Task requirements: Collect every line in the data below that contains the string "wooden". Matching is case-sensitive.

Data to process:
┏━━

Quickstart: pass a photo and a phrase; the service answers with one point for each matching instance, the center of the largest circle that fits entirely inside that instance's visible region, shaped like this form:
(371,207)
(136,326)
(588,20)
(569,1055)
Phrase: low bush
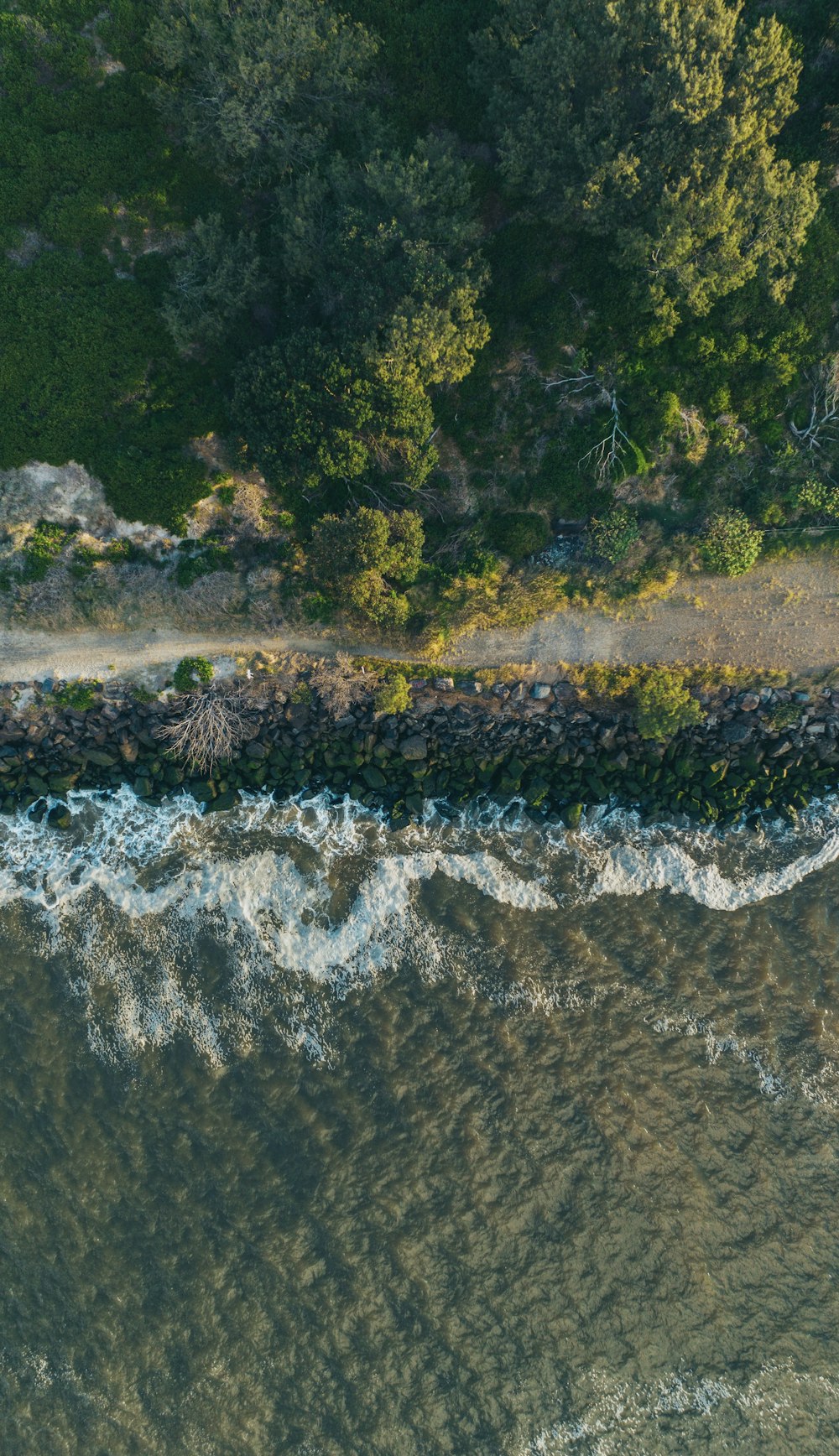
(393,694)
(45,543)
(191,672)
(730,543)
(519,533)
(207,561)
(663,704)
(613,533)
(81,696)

┗━━
┏━━

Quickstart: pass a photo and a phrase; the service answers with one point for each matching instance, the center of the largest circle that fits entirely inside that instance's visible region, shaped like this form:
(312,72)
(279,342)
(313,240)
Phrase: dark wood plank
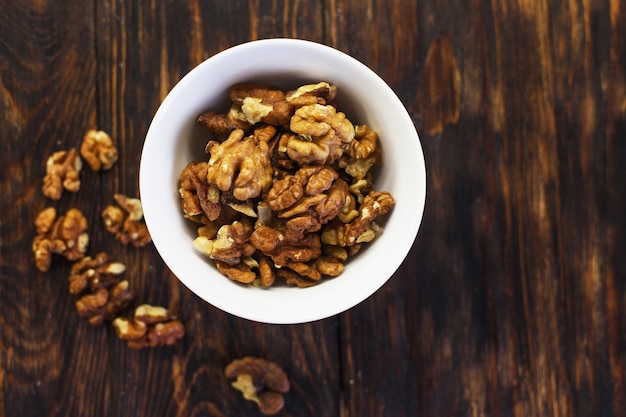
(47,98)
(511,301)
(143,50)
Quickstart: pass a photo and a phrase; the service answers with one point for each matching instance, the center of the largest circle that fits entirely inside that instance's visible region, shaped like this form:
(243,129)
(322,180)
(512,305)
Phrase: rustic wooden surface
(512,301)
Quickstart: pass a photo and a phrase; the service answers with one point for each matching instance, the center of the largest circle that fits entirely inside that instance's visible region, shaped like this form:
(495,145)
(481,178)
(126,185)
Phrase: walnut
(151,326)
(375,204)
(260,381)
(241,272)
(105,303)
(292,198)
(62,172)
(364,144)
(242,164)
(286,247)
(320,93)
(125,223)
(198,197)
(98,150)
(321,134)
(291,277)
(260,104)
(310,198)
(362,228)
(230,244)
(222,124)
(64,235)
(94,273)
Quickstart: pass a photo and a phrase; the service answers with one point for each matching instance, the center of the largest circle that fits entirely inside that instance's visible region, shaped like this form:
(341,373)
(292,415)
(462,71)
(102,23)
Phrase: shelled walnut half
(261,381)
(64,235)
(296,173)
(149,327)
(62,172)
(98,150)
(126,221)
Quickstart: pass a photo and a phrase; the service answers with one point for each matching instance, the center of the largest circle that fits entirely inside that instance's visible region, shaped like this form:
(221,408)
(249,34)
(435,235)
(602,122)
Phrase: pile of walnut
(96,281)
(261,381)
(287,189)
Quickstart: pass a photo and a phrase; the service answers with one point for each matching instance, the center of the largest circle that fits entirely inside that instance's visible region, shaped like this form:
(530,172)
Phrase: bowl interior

┗━━
┏━━

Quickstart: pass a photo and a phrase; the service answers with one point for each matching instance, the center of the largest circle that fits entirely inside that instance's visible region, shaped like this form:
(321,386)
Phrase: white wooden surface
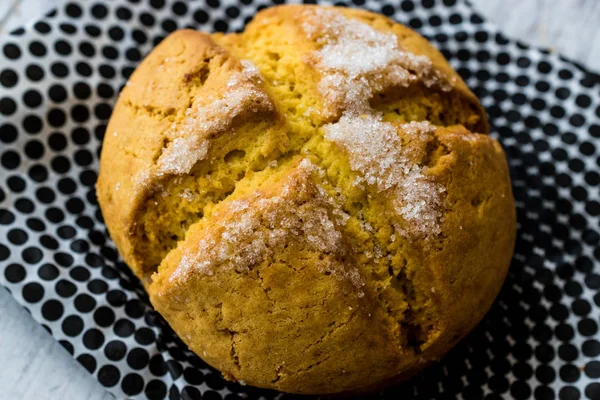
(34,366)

┗━━

Result below:
Phrase: rustic wooden surface
Phrase: white wooden surface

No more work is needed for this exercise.